Exercises to complete:
- a) In the blog post, who did the writer drive a school bus for while living in Cleveland, Ohio?
- b) Write a continuation of the blog post, picking up right after its last sentence.

Document segment:
++++

One of my fondness memories is when I told an older friend of mine that her ass was really becoming old. She smiled at me and cocked her head to one side and said, “Yep and if you’re lucky one day, an old bitch will walk in your door”, I see her coming up driveway yall and I welcome her with open arms! How many of you ladies know and understand that bitch is an art form and it takes years to master the art. I always strive to be the best at what I do. I am not old, just evolved.

Karma


I told you yesterday about my little adventure in the car, well fast forward sixteen years.

We are living in Cleveland, Ohio and I drive a school bus for The Bureau of Jewish Education (see Rich Folks); anyway our neighbor and landlord had an emergency and had to go out of town. They asked us to feed their fish for them while they were gone, to feed fish means they had to leave key to their house with us.

I am at work one Sunday morning and I get a call from home, it seems my eldest daughter decided to go for a ride in the car and her siblings go with her. She has no clue how to drive so they only go backwards and forwards. Her brother gets scared because she is going to fast; she knows nothing about the brakes. He opens the door which catches the side of the garage, demolishes the garage, destroys the front end of the car, as if this is not bad enough, they kill the fish.

Their father decides this won’t happen again and they learn how to drive, my babies learned early.

Do you think we had to move?

Watch for it, Karma ain’t no joke!

The Mustang

This past week I have been talking bout memories and of course if you talk about it the play button is set in motion. So here is one of those cases. I was a terrible confused and angry child and being “good” was a difficult thing for me to be. My very best friend had been invited to a party and this guy that I had a serious crush on was gonna be there. I begged and pleaded to my mom to please let me go. She was way over protective because she had lost one child and this added to my frustration.

Two long weeks of making absolutely certain that I followed all her rules and now the big moment was here. I had the outfit picked out, hair up in rollers, I was ready! Then the bomb dropped, she didn’t like where the girl lived, she wasn’t sure her parents would be good chaperones. I could not believe she was doing this to me; she had given her word, liar! To say that I was devastated would be putting it mildly, but going to the party yes I was.

++++

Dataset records
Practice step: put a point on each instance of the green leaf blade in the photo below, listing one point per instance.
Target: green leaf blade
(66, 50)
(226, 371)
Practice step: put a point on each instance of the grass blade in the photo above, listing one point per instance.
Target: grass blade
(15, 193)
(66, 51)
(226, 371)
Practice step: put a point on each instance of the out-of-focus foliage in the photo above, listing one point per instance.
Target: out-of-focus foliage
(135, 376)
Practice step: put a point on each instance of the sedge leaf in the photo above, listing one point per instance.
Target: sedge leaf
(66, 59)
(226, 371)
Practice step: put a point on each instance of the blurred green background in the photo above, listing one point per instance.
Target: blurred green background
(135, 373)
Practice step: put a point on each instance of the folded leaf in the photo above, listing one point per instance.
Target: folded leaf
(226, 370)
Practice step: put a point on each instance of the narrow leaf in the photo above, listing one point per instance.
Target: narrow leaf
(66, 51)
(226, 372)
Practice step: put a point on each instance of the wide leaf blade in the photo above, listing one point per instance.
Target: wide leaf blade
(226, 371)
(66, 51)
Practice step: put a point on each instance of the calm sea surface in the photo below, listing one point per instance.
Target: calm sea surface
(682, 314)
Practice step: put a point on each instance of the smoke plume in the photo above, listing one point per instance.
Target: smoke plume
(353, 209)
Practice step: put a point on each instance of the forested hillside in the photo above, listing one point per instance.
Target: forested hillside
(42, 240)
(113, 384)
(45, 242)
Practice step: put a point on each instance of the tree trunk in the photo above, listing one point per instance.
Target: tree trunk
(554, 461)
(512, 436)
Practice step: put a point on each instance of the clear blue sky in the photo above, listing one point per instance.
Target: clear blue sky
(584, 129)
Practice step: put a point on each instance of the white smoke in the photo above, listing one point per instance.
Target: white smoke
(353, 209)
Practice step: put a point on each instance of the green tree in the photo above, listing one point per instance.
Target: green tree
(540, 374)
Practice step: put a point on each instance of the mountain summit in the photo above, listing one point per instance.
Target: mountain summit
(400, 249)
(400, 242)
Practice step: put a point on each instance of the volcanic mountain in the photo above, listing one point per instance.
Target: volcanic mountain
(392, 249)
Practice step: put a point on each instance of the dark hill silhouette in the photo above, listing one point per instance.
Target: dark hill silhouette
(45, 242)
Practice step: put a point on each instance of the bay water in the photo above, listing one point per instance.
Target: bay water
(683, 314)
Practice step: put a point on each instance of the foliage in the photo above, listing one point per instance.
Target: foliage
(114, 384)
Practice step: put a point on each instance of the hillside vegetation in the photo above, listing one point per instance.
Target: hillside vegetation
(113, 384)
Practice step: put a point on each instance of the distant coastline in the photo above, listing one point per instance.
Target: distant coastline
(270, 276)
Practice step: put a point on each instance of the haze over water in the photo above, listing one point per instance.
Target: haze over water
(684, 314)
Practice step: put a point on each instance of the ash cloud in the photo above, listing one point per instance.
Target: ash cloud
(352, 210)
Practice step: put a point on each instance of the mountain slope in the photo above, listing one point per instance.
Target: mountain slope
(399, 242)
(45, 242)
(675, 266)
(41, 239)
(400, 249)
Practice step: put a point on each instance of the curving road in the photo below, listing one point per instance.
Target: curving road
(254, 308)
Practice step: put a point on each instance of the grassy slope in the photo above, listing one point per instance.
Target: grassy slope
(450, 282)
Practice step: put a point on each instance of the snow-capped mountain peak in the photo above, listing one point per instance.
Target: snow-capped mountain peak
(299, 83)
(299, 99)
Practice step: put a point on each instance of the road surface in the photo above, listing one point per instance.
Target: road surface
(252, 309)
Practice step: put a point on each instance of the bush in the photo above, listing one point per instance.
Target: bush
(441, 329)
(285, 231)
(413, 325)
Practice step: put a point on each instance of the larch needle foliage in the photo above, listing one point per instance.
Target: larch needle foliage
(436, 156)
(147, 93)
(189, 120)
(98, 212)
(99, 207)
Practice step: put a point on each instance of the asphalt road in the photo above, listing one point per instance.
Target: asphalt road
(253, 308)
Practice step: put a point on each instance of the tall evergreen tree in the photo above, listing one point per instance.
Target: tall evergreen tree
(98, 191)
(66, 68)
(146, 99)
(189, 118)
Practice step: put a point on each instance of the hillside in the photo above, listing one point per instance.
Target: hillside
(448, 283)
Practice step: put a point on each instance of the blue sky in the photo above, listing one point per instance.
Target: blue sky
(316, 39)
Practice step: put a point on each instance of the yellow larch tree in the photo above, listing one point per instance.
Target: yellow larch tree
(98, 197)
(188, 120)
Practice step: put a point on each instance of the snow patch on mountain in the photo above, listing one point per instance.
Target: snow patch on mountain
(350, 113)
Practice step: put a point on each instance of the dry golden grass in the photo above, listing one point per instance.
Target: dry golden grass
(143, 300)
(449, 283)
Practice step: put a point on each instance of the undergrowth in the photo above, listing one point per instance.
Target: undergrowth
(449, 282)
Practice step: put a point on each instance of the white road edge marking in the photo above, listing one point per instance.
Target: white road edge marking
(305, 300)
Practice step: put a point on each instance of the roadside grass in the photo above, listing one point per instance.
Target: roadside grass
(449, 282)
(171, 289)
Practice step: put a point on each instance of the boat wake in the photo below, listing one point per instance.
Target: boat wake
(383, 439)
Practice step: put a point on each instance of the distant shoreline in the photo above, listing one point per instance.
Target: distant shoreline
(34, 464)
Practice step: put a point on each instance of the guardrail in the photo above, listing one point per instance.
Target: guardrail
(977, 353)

++++

Answers by task:
- a) The Bureau of Jewish Education.

- b)
I carefully invented a reason to be in her room and I eased the keys to the car, a Ford Mustang one of the first. I patiently waited for the house to go to sleep and I eased down the steps, slowly opened the front door and made my way to the car. I put the key in the ignition and put the car into drive. I didn’t know about easing on the gas pedal so I didn’t. BAM! I ran into the car park in front of us and it pushed into the car in front of it, but I am still going to the party, so I turn the steering wheel trying to make my get away, I turn it to hard and step on the gas. BAM! I run into the house across the street from us and if they didn’t have a wall in front, I would have ended up in their living room.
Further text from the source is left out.